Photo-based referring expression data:
········
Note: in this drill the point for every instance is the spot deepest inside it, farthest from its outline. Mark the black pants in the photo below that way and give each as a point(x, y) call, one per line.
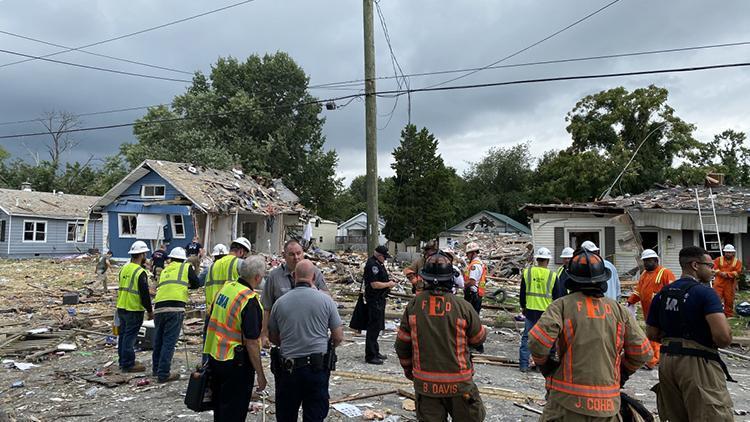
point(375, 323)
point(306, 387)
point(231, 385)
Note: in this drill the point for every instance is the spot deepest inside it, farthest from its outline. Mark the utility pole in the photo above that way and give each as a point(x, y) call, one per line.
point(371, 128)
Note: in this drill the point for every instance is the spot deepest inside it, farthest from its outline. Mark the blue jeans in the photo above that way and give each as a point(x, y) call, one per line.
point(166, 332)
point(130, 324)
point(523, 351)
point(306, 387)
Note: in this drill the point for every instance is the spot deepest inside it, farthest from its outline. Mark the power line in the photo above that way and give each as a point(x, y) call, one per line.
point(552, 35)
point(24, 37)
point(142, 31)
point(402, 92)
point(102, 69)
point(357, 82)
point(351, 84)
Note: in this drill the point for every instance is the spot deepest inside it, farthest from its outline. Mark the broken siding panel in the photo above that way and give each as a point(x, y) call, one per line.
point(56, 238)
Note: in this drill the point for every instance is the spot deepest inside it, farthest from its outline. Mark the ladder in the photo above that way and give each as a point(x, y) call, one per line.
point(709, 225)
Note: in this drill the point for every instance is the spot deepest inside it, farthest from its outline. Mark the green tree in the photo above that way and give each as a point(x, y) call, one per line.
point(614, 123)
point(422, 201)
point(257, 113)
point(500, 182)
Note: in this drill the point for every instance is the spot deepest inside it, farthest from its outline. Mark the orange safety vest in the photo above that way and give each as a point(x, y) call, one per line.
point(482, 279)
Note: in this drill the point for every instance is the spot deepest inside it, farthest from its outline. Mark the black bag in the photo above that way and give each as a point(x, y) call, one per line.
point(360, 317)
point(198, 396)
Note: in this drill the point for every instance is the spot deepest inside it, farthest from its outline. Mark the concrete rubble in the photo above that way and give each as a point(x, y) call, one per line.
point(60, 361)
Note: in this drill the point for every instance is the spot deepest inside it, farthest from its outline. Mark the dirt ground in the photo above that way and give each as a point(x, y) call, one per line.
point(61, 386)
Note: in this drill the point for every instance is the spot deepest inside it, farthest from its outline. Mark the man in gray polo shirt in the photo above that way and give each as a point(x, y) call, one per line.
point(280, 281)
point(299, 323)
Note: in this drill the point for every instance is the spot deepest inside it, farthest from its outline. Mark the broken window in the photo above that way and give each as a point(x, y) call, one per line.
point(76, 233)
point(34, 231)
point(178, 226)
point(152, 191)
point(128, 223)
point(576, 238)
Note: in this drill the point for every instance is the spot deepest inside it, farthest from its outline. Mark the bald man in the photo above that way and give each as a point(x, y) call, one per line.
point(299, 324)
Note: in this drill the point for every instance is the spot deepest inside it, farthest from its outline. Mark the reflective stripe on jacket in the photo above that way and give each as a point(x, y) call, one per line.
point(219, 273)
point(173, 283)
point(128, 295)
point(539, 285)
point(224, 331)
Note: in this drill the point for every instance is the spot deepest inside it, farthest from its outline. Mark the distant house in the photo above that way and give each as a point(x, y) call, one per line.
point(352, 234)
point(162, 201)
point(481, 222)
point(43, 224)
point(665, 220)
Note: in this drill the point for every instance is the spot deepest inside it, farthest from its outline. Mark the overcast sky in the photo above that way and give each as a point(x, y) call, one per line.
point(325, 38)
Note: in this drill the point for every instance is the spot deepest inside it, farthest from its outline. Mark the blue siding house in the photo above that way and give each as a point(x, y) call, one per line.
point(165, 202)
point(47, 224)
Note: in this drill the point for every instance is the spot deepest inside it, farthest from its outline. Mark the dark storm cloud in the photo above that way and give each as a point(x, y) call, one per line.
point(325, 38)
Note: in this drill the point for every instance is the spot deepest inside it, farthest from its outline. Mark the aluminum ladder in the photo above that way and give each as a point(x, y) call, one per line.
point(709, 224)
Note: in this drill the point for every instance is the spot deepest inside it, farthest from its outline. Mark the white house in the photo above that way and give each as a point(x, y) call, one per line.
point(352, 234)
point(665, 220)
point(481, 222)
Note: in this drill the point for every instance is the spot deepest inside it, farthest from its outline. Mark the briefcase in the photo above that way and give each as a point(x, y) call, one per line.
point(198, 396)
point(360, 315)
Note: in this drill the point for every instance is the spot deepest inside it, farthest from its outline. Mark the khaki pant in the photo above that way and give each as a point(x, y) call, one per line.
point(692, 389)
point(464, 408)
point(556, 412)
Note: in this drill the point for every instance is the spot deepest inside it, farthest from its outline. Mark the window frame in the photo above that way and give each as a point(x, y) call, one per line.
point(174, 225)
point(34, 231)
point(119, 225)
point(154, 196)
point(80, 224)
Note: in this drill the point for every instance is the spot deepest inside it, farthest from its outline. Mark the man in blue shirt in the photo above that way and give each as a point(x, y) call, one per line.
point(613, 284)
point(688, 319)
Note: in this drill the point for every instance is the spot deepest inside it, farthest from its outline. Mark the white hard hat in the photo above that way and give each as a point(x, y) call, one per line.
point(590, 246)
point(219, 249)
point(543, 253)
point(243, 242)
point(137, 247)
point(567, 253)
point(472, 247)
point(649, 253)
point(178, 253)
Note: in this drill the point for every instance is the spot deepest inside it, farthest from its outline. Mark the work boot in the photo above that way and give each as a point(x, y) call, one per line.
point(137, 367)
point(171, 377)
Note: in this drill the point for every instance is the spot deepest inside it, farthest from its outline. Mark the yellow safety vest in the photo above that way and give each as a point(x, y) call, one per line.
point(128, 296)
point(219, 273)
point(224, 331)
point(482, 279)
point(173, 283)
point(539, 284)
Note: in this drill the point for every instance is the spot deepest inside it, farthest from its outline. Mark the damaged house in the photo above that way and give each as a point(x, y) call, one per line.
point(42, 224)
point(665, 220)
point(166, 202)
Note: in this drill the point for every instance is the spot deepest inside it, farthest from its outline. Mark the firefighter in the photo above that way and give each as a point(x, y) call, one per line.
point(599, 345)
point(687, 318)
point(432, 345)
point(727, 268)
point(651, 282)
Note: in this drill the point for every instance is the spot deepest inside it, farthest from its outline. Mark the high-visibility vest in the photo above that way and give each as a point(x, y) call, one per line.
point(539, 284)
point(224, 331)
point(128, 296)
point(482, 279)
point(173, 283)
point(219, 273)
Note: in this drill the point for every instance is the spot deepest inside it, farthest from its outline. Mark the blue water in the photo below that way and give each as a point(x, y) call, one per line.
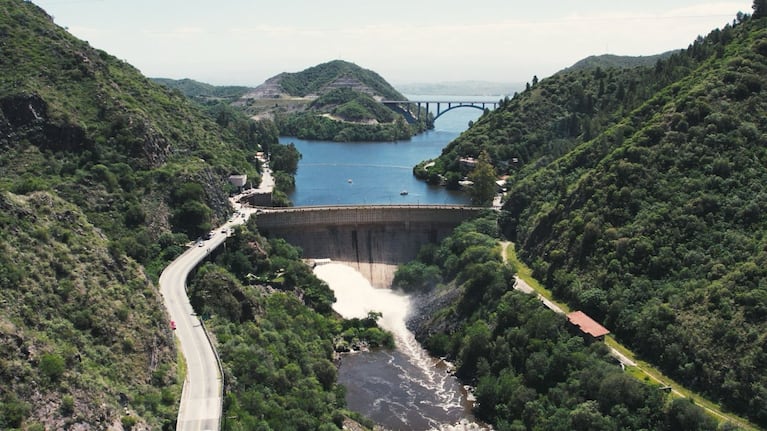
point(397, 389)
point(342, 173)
········
:: WHAT THE TASK ASKS ::
Output each record above word for word, leaving out images.

:: TASK ANSWER ::
Note: in this drill the point for every instance is the spot deepest inside it, farthest from its outline. Mark the black pants in the photo below that way and give each as a point(x, y) call, one per line.
point(375, 323)
point(306, 387)
point(231, 385)
Note: in this drill the point for every instance is the spot deepest inside it, farthest from its outline. Mark the utility pole in the photo above that way and give each as a point(x, y) call, one per line.
point(371, 128)
Note: in this drill the point for every instance is the spot deepest inside it, farthest from its outline. Mark the blue jeans in the photo above that way and give each as a point(x, y) call, one per line.
point(166, 332)
point(130, 324)
point(523, 351)
point(306, 387)
Note: in this drill the point for every instance is the spot deepest inside it, farthest from its outline. Mark the power line in the photo above that way and give each as a point(x, y) call, one per line.
point(552, 35)
point(24, 37)
point(142, 31)
point(402, 92)
point(102, 69)
point(357, 82)
point(351, 84)
Note: in this drill the point for every instance is the spot deepest inside it, farthest from its outline. Mark the broken siding panel in the photo above that way and give each as a point(x, y) call, one per line.
point(56, 238)
Note: in this drill the point for every instance is the spot deepest inside it, farthest from its outline. Mark the ladder in the photo above that way and give each as a point(x, y) call, one per line.
point(709, 225)
Note: in this drill the point for every instance is the spot deepest inside it, farthest from its outline. Mark the green tree in the photo above that way and give each as a point(x, y) call, one per line.
point(614, 123)
point(422, 201)
point(257, 113)
point(500, 182)
Note: in this drill the point for every instance is the spot deepest inside it, farthest from its outline. Mark the orange safety vest in the photo above that way and give each as a point(x, y) call, one per line.
point(482, 279)
Note: in this drill the point for every instance is the spot deepest inside it, farthest from its outline. Mark the black bag in the photo above that way and give each as a point(x, y) call, one per line.
point(360, 317)
point(198, 396)
Note: in this drill the point for every instance is the spot deepest inside it, farthest from its outline. Mark the concrete rubble in the photo above that way and give each as a point(x, y) call, one per line.
point(60, 361)
Note: in this drill the point for every instance is the spot deepest inside it, farthest from its outline. Mark the dirt ground in the photo above that way and give each as a point(x, y) call, one per line.
point(61, 386)
Note: in this drill the point for every instance is the spot deepest inside it, farthest from its outline. Mark the man in gray polo shirt in the photo above that way and give each as a point(x, y) call, one per line.
point(280, 281)
point(299, 323)
Note: in this drill the point for every instance is the spot deepest inside it, farthest from its outline. Mark the broken window in the photo above that way and give each as a point(x, y) call, one per line.
point(76, 233)
point(34, 231)
point(178, 226)
point(152, 191)
point(128, 223)
point(576, 238)
Note: in this drill the point for every instance is the spot deepest inside it, farthest from its outline. Mark the bald man in the photo above that way and give each as a point(x, y) call, one per line.
point(299, 324)
Note: in this drill the point for every instance is the spot deepest inside it, farthest from its outline. Mark the reflective stripe on jacket in the photo above that way and give each as a point(x, y) call, one per line.
point(219, 273)
point(173, 283)
point(128, 295)
point(539, 285)
point(224, 331)
Note: in this drill the point for every instance is the spot deepest inside it, farthest from its outline. Mark the distant house in the photo above that way and give each as a point(x, y) call, one per line.
point(352, 234)
point(162, 201)
point(481, 222)
point(43, 224)
point(665, 220)
Note: in this drill the point for every instance is the spot deepest inside it, farthest from its outline. Mark the overcast sky in the photo above that way and give each as a point(x, y) call, one per line.
point(325, 38)
Note: in this drill the point for every instance is the spot deepest inside it, farthest from its outline. Mark the blue siding house in the photo above that way and give each as a point(x, y) call, one per line.
point(165, 202)
point(47, 224)
Note: in this drill the point for every instance is the spot deepest inside it, farthest from its outline. Mark the dark storm cloud in the photo above that way and give each as a point(x, y) call, one per line.
point(325, 38)
Note: in this drill the point for every instance is the spot deepest inside it, farthest from its outline. Mark the aluminum ladder in the photo above that way and give each as a point(x, y) call, one per line.
point(709, 224)
Note: in this drill the point for every instance is the spot deepest inside it, farthest from its outline. Mark the white house in the photo above that way and give each as a point(x, y) call, one per line.
point(352, 234)
point(665, 220)
point(481, 222)
Note: in this drill the point for every instance is the spot deepest inside it, farthest from its outline. Mark the briefcase in the photo above that way and give each as a point(x, y) call, one per line.
point(198, 396)
point(360, 315)
Note: in this drill the point for every instance is the spot deepest inside it, farthest from its outline. Mark the khaki pant in the photo above that way and give each as a point(x, y) call, one per line.
point(692, 389)
point(464, 408)
point(556, 412)
Note: in this drill the point for every instance is the spot deepest inside it, farthest from its outline. Mark the window frame in the photo above that way and give each as a point(x, y) call, one per line.
point(174, 225)
point(34, 231)
point(119, 225)
point(154, 196)
point(80, 224)
Note: in this drill the point for every instance is the spot deepest inside it, farthest from its outline. Mark the man in blue shirt in the photo above that way and give each as a point(x, y) call, one per line.
point(613, 284)
point(688, 319)
Note: in this drill the point for every instance is the spot deepest inside it, farthest from its outline. Mark the white hard hat in the photo above that way and give each as a point(x, y) call, one per line.
point(590, 246)
point(219, 249)
point(543, 253)
point(243, 242)
point(137, 247)
point(567, 253)
point(472, 247)
point(649, 253)
point(178, 253)
Note: in this drill the point for every instance is the spot deepest inside it, farthest from its outline. Mark the work boot in the photo above that way and give each as a point(x, y) call, one per line.
point(137, 367)
point(171, 377)
Note: in this drill the point for every instance is the spot deepest inside it, farthest from its outline. Mark the yellow safety vest in the photo above that way and give each as a point(x, y) call, one per line.
point(128, 296)
point(219, 273)
point(224, 331)
point(482, 279)
point(173, 283)
point(539, 284)
Note: in this drill the point for every instance is the spot deepest inside it, farthest from its outline. Mark the damaged house in the photo above that way and give each as a point(x, y) call, one per line.
point(42, 224)
point(665, 220)
point(166, 202)
Note: in this drill the point for every instance is the spot deepest inside it, farthest from its outline. Mark the firefighter in the photo above that way and give each as a point(x, y) call, one per line.
point(599, 345)
point(687, 318)
point(432, 345)
point(727, 268)
point(651, 282)
Note: in this drill the point for every instance is the spot deepest inside it, farthest from its outline. Mark the high-visibility vest in the photo above that way and give each as a point(x, y) call, one per line.
point(539, 284)
point(224, 331)
point(128, 296)
point(482, 279)
point(173, 283)
point(219, 273)
Note: in this drill the point for every instance is the spot deepest inside it, farthest from its outline. Mark the blue water in the photo below that way and give each as a point(x, y) call, one per line.
point(397, 389)
point(342, 173)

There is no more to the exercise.